*** 阅读材料

RDD
- 统计 worldCount
- 文件 wc.txt
[hadoop@hadoop001 spark-test-data]$ cat wc.txt
hello,world,hello
hello,world
welcome
scala> val file = sc.textFile("file:///home/hadoop/data/spark-test-data/wc.txt")
file: org.apache.spark.rdd.RDD[String] = file:///home/hadoop/data/spark-test-data/wc.txt MapPartitionsRDD[13] at textFile at <console>:24
scala> val words=file.flatMap(lines=>lines.split(","))
words: org.apache.spark.rdd.RDD[String] = MapPartitionsRDD[14] at flatMap at <console>:30
scala> val wordsM=words.map(word=>(word,1))
wordsM: org.apache.spark.rdd.RDD[(String, Int)] = MapPartitionsRDD[15] at map at <console>:32
scala> val wordsc=wordsM.reduceByKey((x,y)=>x+y)

******

练习题组 =>
A. 阅读材料中,sc.textFile 读取的文件完整路径是什么?
B. 列出阅读材料中用 val 定义的全部变量名。

*** 记录摘录

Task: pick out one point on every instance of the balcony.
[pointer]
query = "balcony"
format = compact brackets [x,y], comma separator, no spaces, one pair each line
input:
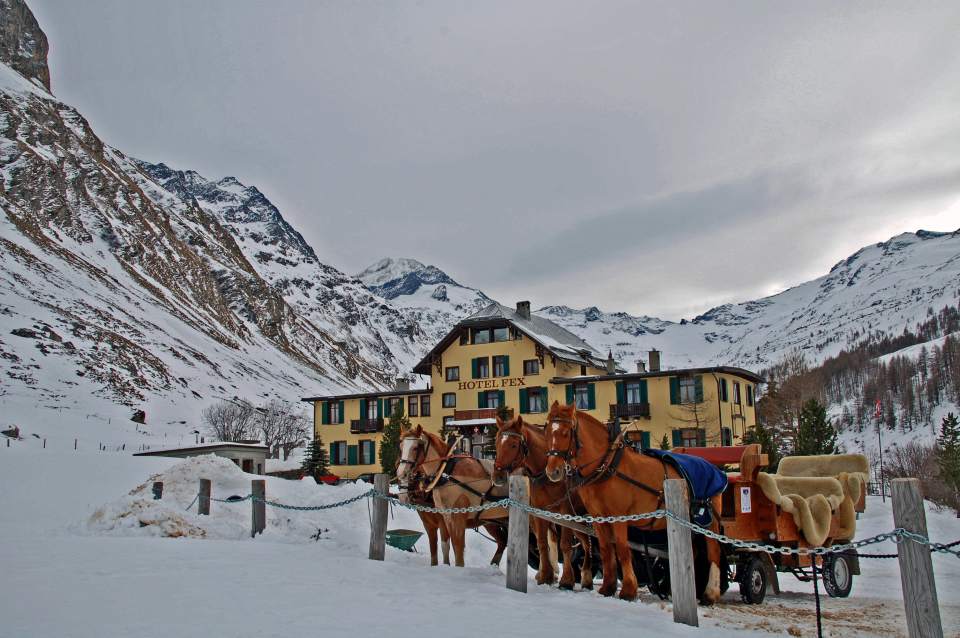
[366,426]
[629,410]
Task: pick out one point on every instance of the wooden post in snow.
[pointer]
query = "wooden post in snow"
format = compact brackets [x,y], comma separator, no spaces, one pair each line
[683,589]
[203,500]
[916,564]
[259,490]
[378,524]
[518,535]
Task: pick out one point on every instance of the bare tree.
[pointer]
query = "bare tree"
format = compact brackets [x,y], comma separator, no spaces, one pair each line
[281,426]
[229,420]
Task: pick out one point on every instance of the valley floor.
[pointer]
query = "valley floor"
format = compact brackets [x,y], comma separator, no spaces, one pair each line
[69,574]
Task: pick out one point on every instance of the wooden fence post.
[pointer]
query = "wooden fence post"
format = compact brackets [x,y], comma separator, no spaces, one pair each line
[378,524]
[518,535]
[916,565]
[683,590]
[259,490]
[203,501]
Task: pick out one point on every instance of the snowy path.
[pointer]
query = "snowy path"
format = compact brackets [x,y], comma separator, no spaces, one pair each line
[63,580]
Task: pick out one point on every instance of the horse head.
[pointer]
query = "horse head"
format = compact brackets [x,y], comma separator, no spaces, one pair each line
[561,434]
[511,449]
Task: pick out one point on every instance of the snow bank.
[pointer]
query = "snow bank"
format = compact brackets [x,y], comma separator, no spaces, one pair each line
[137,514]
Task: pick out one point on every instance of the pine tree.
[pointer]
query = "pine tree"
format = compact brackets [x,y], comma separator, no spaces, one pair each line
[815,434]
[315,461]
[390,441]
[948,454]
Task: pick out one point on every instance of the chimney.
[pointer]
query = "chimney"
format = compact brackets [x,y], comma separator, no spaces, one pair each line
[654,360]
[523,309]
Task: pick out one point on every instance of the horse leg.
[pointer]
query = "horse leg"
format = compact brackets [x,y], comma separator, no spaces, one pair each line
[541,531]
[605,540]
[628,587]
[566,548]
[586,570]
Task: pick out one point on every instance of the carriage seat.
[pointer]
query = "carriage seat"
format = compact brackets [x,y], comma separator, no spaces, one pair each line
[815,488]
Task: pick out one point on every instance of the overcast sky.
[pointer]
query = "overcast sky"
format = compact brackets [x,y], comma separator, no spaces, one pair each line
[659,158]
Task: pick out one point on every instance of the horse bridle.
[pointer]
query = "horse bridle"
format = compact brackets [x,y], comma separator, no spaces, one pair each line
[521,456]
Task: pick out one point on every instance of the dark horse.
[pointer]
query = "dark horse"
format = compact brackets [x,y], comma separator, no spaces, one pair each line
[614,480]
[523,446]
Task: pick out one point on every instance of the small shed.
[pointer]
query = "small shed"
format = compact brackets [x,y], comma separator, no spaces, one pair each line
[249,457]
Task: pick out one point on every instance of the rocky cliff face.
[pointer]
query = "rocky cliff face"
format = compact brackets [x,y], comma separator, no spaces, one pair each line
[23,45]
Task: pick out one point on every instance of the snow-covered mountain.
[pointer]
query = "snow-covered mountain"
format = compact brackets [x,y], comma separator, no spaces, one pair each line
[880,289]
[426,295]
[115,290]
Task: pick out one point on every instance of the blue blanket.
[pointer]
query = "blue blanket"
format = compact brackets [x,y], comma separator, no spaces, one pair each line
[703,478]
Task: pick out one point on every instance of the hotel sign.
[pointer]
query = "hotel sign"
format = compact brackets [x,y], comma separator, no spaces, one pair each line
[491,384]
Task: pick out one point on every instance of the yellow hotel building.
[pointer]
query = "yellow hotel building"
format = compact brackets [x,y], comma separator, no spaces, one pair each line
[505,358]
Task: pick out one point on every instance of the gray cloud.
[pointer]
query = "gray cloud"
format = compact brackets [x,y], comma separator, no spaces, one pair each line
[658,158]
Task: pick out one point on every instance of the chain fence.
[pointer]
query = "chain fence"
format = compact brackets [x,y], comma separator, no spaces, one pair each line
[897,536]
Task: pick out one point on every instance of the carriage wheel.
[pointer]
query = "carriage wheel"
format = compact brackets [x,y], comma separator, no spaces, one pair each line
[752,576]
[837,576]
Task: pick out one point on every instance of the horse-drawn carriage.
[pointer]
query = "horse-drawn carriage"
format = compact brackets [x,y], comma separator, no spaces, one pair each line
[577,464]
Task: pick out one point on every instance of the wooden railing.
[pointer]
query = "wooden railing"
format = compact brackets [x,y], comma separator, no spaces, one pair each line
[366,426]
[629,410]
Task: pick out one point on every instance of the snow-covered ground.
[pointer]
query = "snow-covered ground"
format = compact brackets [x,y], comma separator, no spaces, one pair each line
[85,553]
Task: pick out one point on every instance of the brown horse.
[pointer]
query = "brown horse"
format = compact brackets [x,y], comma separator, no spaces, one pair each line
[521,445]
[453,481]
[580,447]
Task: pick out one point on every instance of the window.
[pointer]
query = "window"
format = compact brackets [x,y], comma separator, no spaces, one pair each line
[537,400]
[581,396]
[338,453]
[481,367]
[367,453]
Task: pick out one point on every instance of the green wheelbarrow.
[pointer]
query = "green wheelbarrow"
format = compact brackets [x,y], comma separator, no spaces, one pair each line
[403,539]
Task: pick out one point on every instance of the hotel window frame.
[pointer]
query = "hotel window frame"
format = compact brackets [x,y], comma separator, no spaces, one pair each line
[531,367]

******
*** 记录摘录

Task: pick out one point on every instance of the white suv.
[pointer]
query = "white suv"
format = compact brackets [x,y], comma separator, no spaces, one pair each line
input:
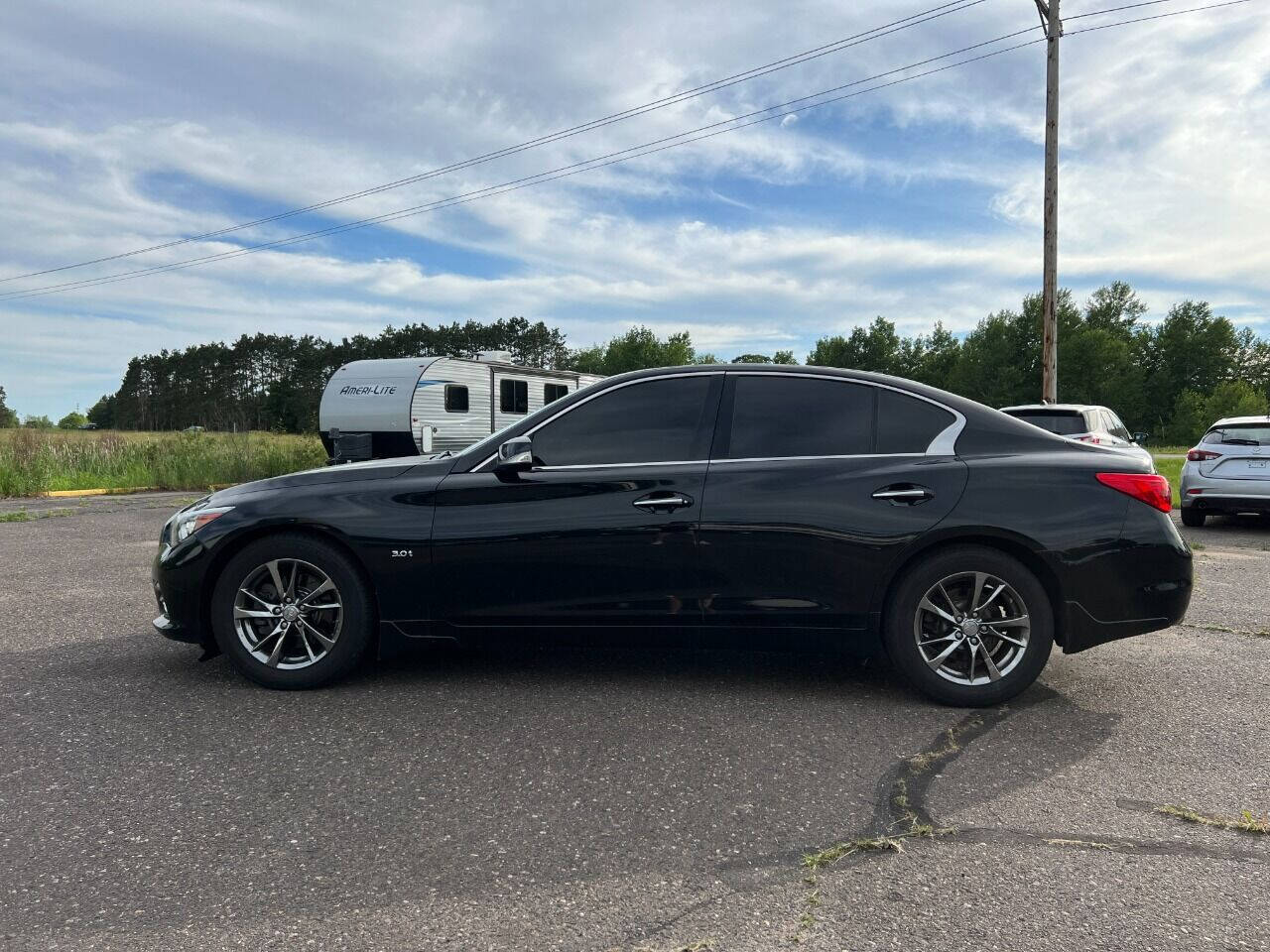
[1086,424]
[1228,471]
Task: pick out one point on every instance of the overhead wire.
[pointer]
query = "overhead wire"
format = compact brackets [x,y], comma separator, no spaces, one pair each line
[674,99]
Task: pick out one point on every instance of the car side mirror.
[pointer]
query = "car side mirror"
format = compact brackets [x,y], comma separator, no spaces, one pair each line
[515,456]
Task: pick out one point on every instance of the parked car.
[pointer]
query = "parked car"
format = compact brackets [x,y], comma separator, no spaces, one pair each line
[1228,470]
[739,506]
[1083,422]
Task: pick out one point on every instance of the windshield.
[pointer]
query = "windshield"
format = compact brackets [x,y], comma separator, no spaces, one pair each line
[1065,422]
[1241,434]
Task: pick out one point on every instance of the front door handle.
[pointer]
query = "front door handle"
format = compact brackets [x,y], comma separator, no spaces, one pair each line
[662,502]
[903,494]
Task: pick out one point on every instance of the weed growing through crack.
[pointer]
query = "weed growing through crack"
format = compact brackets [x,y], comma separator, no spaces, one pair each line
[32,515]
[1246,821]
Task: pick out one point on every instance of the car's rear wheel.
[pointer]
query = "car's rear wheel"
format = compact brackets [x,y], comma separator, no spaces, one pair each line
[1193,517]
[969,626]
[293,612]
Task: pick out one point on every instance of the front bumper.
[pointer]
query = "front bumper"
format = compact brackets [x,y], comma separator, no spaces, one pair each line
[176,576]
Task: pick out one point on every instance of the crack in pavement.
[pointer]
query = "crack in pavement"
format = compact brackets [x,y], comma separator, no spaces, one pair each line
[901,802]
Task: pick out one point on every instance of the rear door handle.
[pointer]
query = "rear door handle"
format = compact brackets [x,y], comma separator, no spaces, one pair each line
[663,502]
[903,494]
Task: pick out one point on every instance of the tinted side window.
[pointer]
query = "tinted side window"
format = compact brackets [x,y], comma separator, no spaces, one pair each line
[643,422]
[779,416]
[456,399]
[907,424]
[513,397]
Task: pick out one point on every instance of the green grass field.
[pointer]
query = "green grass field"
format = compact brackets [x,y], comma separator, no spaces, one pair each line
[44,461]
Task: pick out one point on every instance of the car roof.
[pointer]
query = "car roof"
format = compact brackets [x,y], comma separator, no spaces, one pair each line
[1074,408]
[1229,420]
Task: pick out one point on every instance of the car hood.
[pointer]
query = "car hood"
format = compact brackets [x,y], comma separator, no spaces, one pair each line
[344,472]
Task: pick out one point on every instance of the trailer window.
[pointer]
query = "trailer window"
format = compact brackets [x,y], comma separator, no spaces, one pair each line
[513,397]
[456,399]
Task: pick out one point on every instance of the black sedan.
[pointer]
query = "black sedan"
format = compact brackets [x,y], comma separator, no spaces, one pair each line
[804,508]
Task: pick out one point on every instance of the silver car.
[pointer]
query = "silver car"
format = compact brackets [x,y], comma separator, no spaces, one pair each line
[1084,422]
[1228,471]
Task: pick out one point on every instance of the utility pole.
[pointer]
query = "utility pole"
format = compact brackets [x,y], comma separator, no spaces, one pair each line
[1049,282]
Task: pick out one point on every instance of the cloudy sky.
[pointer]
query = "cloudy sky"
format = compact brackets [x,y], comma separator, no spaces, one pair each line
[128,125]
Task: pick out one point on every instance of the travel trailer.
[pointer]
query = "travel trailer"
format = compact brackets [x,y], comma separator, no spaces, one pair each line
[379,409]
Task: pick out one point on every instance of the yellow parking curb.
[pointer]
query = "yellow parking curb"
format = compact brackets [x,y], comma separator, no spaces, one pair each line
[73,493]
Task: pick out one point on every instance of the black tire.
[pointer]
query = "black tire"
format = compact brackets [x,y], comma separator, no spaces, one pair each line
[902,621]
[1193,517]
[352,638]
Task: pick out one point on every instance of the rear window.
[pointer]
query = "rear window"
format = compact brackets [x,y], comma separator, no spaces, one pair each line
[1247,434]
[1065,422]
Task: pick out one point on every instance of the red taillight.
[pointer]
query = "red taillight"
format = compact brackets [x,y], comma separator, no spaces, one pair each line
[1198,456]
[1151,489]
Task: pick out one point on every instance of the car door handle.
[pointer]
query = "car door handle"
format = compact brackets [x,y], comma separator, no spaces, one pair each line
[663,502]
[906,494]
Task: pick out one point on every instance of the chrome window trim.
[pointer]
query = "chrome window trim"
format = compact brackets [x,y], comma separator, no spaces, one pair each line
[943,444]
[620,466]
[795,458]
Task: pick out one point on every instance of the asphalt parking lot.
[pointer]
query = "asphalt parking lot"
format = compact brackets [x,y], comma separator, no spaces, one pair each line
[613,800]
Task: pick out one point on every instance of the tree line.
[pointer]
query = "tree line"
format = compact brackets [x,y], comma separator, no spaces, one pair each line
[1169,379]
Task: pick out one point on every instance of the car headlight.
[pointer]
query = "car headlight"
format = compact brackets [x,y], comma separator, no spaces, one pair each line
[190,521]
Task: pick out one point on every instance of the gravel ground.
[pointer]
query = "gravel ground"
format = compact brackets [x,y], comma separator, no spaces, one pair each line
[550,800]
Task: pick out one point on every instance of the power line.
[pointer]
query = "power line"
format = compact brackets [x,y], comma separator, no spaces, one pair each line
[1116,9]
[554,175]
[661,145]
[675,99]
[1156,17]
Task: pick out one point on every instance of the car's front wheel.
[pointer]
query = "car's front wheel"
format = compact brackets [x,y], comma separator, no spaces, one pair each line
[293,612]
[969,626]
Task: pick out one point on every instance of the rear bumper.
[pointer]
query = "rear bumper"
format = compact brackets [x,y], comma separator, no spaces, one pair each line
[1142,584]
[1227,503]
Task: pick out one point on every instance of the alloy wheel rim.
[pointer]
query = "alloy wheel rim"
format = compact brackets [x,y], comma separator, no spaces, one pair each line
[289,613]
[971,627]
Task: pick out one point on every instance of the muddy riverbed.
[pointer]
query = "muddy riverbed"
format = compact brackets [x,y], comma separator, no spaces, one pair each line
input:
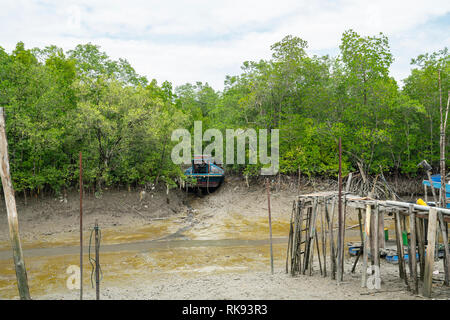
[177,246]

******

练习答案 =>
A. file:///home/hadoop/data/spark-test-data/wc.txt

B. file、words、wordsM、wordsc